> _Short exercise_
Pull out every line of the data below that contains the string "striped", and copy each such line in full.

> _Records for the exercise_

◆ ◆ ◆ ◆ ◆ ◆ ◆

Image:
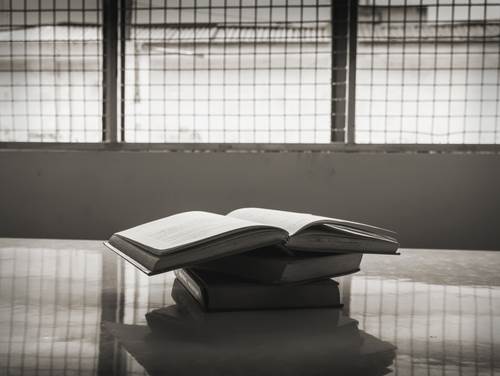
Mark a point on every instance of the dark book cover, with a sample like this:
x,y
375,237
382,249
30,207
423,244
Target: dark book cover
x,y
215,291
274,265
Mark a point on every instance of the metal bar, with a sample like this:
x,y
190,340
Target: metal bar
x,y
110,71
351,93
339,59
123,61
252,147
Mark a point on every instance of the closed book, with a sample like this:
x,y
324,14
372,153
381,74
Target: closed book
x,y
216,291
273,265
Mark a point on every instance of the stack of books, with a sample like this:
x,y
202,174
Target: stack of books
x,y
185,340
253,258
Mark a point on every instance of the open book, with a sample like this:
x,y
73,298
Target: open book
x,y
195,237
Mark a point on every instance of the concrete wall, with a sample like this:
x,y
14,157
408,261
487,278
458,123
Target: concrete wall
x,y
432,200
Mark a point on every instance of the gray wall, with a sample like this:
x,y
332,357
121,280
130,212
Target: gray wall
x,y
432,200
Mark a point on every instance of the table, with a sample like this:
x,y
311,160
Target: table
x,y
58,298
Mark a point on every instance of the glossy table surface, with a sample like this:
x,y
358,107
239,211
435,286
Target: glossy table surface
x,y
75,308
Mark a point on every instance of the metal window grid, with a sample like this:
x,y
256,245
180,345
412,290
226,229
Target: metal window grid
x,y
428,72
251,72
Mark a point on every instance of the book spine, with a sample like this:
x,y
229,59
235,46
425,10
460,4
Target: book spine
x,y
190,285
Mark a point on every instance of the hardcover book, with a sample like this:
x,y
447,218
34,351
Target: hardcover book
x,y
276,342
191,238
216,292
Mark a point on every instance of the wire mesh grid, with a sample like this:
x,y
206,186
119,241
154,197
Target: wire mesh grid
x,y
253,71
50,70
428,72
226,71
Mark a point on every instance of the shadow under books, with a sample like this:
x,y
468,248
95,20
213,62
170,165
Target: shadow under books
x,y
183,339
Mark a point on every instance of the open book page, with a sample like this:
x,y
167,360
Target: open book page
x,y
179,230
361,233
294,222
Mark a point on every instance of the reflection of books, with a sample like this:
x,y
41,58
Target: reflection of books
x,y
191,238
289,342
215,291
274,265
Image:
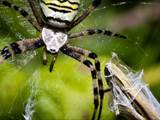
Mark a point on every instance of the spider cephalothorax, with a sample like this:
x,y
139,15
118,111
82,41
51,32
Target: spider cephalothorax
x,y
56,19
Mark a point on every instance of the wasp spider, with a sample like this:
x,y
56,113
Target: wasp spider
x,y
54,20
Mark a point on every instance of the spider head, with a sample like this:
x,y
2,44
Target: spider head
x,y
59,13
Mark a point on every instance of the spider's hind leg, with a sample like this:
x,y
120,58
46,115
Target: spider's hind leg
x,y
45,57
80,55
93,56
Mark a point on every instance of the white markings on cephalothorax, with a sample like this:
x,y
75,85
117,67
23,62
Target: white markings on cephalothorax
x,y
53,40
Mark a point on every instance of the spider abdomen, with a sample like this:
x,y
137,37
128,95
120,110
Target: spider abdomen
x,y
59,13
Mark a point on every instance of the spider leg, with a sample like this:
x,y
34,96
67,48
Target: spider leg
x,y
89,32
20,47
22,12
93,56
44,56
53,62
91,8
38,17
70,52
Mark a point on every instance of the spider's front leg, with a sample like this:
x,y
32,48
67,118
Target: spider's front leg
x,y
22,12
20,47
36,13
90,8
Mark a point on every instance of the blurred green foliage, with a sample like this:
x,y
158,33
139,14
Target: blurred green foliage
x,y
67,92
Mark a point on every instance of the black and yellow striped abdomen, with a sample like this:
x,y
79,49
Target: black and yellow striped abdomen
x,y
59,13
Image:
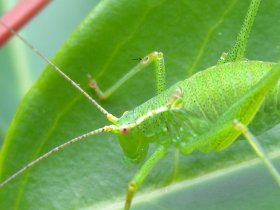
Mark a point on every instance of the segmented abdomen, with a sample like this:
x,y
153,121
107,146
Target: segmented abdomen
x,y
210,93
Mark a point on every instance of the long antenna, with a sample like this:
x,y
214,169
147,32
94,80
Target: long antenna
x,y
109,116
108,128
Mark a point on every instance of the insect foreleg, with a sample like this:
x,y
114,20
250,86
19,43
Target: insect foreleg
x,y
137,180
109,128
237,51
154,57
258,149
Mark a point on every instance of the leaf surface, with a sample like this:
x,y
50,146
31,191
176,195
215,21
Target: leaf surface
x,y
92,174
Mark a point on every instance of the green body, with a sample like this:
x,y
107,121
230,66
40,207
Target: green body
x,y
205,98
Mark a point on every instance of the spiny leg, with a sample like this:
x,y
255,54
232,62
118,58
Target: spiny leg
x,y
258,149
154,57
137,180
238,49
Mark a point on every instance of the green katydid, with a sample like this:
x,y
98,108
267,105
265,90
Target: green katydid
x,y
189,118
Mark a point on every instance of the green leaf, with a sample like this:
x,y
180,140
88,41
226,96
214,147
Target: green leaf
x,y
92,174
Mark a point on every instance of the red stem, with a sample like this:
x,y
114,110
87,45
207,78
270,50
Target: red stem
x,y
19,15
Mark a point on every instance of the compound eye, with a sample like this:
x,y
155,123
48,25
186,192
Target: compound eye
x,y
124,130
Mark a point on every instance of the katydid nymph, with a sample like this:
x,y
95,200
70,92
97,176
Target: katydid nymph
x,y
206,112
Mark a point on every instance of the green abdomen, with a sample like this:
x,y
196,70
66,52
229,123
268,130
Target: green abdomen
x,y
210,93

◆ ◆ ◆ ◆ ◆ ◆ ◆

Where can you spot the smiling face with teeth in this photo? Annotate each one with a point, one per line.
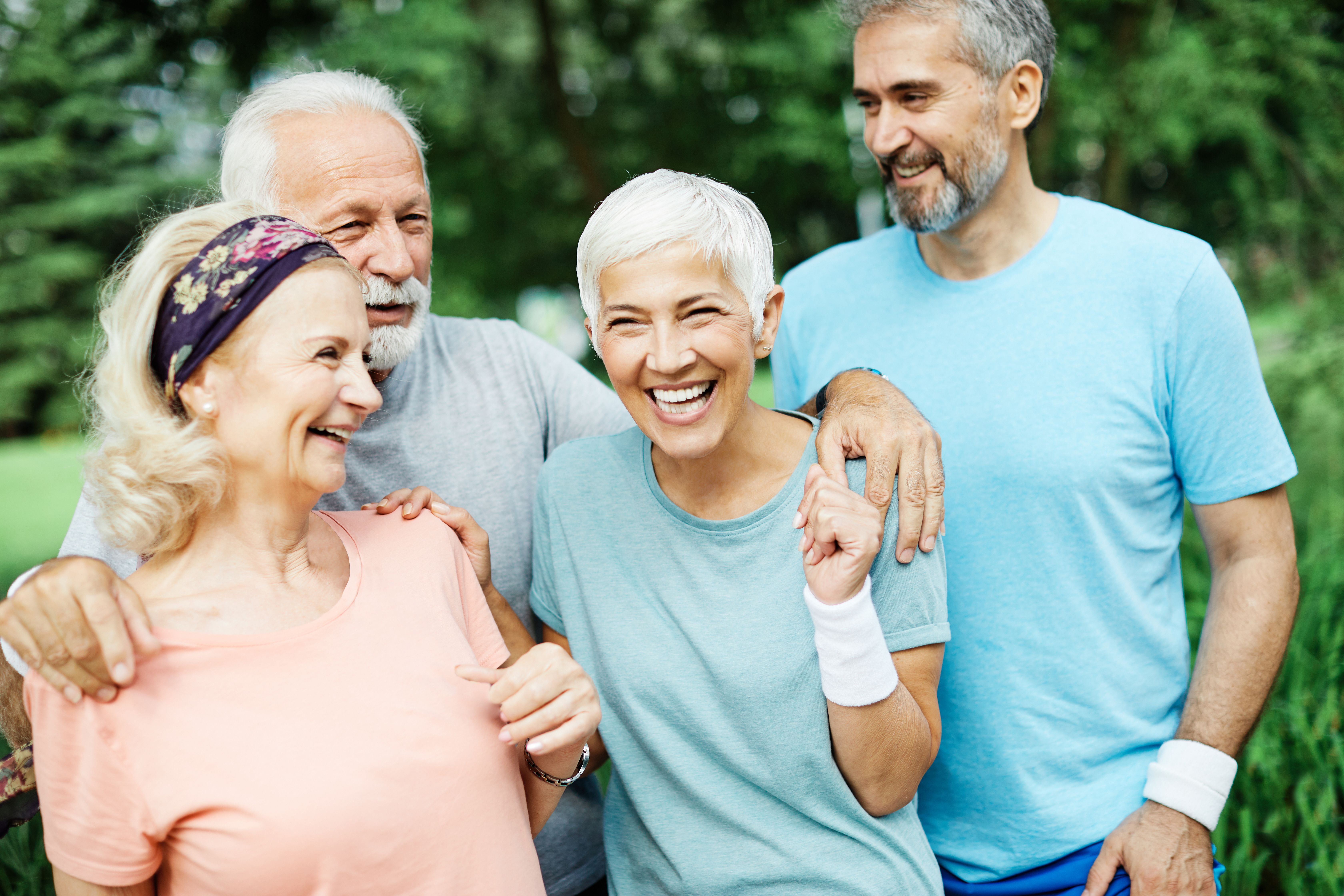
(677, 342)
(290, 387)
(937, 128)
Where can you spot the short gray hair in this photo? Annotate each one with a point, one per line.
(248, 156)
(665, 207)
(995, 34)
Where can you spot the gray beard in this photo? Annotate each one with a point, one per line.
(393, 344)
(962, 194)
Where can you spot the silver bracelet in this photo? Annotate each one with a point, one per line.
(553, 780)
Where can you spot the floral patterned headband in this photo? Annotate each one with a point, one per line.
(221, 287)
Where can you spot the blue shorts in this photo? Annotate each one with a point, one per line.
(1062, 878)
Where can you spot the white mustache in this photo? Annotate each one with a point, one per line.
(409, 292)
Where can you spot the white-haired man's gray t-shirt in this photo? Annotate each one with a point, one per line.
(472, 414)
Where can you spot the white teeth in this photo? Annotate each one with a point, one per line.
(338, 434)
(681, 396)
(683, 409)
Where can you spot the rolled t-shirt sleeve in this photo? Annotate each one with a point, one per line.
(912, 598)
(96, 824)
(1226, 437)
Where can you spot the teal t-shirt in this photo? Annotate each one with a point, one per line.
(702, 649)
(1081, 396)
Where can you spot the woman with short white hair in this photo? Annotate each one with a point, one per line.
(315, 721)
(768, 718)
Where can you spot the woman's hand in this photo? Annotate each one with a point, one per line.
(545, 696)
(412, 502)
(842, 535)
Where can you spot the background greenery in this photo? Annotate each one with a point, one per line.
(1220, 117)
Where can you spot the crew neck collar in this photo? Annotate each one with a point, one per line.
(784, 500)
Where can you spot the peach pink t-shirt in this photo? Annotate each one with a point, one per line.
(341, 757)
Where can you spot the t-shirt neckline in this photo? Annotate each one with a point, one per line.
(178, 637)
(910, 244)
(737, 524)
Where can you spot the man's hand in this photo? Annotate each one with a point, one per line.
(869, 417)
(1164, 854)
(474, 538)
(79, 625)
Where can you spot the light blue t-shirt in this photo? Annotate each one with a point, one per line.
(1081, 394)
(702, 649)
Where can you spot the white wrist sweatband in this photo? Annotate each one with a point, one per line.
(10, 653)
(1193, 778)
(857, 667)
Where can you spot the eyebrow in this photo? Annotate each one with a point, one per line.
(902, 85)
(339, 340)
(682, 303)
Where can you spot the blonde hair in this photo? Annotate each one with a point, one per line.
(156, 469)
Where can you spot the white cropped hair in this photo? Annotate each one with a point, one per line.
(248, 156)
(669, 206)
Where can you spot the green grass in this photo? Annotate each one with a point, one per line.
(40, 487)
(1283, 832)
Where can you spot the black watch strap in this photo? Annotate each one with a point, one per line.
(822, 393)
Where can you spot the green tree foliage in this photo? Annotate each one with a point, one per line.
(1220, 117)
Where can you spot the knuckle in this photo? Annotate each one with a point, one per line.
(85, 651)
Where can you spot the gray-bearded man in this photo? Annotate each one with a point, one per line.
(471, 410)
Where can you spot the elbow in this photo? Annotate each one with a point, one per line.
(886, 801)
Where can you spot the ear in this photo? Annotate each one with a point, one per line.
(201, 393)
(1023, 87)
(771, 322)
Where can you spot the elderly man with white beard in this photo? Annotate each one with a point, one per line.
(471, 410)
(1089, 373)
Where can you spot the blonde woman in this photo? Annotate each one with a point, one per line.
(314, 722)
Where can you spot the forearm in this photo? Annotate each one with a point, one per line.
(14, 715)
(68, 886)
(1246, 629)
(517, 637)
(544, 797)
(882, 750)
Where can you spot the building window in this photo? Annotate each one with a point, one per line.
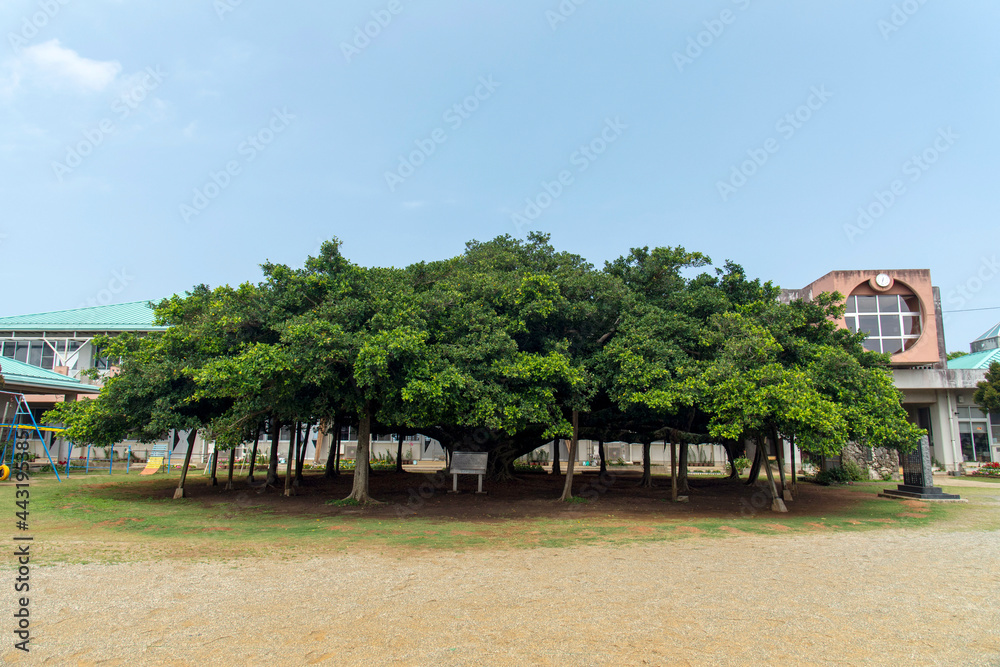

◆ ◆ ◆ ◆ ◆ ◆ ◆

> _Written reply_
Mark a point on every instance of the black and yellow striped abdomen, with a sample like this:
Target: black and yellow striped abdomen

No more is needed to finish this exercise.